PROBLEM A - From the rows below the forum thread, copy out the lines starting at the very first line of the rows and ending at the line that contains "[0,174,22,181]", with both of those lines included.

TEXT PASSAGE -
>> Start

# Edge Remote Pairing / RF Mode



## Rawson819

After the untimely death of my second Bolt, I accepted a replacement offer of a refurbished Edge. After it was up and running, I attempted to pair two different remotes in hopes of getting either to operate in RF mode, but had no success. I believe I tried everything possible including a global reset of the remote. Assuming I'm correct, it appears the remote goes into pairing mode; however, it doesn't seem like the Edge is seeing it.

Next, I called support and went through all of the same steps with a TSR that I'd already run through from the 
TV Remotes: RF Pairing Instructions page. Not a big deal, as I fully expected this. In the end, he reached the same conclusion which I was starting to suspect, that being that it wasn't the remotes or the operator and was in fact the Edge. So he advised he'd process a replacement order and send me another Edge.

Today, Edge #2 arrived and it's the same thing again - neither remote will pair, regardless of what steps I take. Just curious if anyone else has had any similar experience and/or if there are any suggestions on how to correct this issue before I call support again.


----------



## PSU_Sudzi

Good luck with this. I returned a Bolt a while back because I couldn’t get any remote to pair with it in RF mode. Have you tried buying a new remote to see if that works?


----------



## Rawson819

PSU_Sudzi said:


> ...Have you tried buying a new remote to see if that works?


Not yet; however, that may be my next/only step. I just concluded yet another painful call to Support and was told the only remote which is RF compatible with the Edge is the Lux remote. I'm not sure I believe this, as it begs the questions of why two TSRs subjected me to the various pairing steps if there are remotes that are incompatible and why would one them process a replacement solely due to the RF pairing issue?!

*I'm curious if there are any Edge owners that have successfully paired remotes other than the Lux model.* My attempts have been limited to the Roamio model which worked fine in RF mode for the Roamio and Bolt. This is an obvious downside to these refurb support replacement offers. So my "upgrade" from Bolt to Edge has currently left me without RF support AND Alexa voice control. Ugh!


----------



## PSU_Sudzi

Rawson819 said:


> Not yet; however, that may be my next/only step. I just concluded yet another painful call to Support and was told the only remote which is RF compatible with the Edge is the Lux remote. I'm not sure I believe this, as it begs the questions of why two TSRs subjected me to the various pairing steps if there are remotes that are incompatible and why would one them process a replacement solely due to the RF pairing issue?!

>> End

PROBLEM B - According to the forum thread on Edge remote pairing, which remote did Support say is the only one RF compatible with the Edge?

SUPPLIED MATERIAL -
>> Start

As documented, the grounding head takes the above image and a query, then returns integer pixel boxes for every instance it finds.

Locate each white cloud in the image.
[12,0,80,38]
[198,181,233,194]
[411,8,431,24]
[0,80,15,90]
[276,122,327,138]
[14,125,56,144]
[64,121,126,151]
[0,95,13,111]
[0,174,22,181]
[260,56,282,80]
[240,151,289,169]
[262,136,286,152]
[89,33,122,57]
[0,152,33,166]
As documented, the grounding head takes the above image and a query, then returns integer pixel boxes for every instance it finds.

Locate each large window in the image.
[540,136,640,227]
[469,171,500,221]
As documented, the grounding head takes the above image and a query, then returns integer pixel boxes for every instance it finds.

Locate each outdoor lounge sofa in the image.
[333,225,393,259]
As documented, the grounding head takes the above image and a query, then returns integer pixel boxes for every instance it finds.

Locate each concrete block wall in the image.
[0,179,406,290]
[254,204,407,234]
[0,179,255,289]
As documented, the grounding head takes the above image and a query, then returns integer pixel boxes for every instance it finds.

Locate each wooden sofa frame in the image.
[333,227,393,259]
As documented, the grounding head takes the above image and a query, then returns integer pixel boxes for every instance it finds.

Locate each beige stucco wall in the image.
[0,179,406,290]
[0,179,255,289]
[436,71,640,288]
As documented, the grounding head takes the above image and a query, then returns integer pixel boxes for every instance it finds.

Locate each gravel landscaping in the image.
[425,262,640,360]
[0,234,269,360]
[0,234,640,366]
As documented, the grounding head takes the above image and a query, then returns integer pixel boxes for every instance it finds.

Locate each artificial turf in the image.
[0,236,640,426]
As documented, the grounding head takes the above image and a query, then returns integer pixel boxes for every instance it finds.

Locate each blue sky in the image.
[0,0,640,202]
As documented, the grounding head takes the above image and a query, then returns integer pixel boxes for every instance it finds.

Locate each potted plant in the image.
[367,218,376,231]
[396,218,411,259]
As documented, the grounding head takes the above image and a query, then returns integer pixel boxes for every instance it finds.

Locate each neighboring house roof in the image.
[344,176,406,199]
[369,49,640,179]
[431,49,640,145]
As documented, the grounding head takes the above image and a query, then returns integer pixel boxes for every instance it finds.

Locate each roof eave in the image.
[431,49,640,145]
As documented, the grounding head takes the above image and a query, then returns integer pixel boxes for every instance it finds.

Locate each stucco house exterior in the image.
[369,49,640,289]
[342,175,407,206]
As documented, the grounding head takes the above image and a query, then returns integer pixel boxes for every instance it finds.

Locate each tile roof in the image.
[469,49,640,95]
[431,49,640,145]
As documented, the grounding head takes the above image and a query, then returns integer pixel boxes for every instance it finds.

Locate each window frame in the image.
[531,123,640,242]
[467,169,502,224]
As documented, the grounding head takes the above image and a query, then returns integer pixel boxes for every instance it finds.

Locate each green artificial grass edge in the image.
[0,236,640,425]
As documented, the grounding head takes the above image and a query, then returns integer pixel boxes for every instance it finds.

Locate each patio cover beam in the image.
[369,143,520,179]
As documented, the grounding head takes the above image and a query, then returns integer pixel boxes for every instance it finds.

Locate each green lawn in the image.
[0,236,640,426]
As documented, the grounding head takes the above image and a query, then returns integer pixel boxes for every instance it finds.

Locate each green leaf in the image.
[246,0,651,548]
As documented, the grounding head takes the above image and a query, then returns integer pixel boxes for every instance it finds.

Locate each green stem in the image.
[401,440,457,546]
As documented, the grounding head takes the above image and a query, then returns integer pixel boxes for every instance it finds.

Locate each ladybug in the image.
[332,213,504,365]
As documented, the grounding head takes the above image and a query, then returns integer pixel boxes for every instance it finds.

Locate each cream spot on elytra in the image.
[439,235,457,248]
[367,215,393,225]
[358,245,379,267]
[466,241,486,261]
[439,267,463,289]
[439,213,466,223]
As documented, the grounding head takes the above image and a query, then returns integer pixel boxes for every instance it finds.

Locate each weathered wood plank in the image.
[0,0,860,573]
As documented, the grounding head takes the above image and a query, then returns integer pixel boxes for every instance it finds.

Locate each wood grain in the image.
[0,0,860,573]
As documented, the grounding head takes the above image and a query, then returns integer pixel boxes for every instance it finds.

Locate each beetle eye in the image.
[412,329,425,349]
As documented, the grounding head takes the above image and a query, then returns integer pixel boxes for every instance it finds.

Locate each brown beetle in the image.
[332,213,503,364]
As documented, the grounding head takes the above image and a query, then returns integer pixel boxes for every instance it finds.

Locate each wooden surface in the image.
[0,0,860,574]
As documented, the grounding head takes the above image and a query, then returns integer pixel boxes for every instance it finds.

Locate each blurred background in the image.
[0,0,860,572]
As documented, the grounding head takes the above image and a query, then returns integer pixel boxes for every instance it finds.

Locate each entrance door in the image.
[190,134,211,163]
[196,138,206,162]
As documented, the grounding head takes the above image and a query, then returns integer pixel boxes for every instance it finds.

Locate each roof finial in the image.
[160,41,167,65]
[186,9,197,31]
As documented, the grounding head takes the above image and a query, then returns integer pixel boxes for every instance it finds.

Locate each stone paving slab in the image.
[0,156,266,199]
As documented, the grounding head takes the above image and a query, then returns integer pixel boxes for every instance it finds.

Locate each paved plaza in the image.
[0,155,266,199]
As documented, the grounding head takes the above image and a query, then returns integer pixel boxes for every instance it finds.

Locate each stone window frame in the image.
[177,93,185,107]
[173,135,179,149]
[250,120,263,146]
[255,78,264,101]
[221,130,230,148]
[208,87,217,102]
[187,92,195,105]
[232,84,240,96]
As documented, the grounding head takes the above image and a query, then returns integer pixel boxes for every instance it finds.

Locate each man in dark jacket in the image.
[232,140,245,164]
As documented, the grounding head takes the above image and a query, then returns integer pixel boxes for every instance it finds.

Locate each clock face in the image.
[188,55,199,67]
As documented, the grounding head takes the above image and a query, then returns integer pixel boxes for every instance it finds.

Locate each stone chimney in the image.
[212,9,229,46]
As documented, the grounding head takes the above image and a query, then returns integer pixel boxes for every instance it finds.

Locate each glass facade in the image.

>> End

PROBLEM SOLUTION A -
As documented, the grounding head takes the above image and a query, then returns integer pixel boxes for every instance it finds.

Locate each white cloud in the image.
[12,0,80,38]
[198,181,233,194]
[411,8,431,24]
[0,80,15,90]
[276,122,327,138]
[14,125,56,144]
[64,121,126,151]
[0,95,13,111]
[0,174,22,181]

PROBLEM SOLUTION B - The Lux remote.